*Data supplied*:
+++++

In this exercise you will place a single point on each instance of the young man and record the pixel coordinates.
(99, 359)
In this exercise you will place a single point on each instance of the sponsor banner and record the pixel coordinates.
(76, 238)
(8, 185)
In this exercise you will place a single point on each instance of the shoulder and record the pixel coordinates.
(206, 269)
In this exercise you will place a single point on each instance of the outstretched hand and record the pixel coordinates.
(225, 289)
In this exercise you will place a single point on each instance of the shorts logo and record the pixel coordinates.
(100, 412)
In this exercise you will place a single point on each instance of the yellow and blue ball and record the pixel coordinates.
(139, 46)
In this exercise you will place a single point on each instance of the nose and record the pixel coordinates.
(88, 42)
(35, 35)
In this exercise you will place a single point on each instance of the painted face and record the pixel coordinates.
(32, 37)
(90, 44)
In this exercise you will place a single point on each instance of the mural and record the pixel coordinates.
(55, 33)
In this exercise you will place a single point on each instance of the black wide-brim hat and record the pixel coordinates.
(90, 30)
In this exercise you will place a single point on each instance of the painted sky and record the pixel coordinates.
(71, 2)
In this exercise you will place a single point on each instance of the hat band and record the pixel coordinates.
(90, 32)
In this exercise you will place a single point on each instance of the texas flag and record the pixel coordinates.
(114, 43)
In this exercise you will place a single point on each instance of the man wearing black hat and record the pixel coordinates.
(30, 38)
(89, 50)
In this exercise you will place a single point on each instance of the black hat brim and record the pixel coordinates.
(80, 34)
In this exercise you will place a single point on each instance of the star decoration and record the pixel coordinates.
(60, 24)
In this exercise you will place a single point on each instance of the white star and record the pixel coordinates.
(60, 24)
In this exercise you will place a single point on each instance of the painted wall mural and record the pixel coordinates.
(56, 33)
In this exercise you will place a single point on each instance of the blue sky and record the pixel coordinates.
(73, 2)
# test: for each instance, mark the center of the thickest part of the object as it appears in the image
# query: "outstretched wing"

+++++

*The task*: Write out again, exactly as they appear above, the lines from the one containing "blue sky and record the pixel coordinates." to the final line, and only those.

*Task result*:
In this exercise you will place a single point on each instance of the blue sky and record the pixel coordinates.
(73, 2)
# test: for each instance, mark the center of the thickest part of the object as it appears in the image
# query: "outstretched wing"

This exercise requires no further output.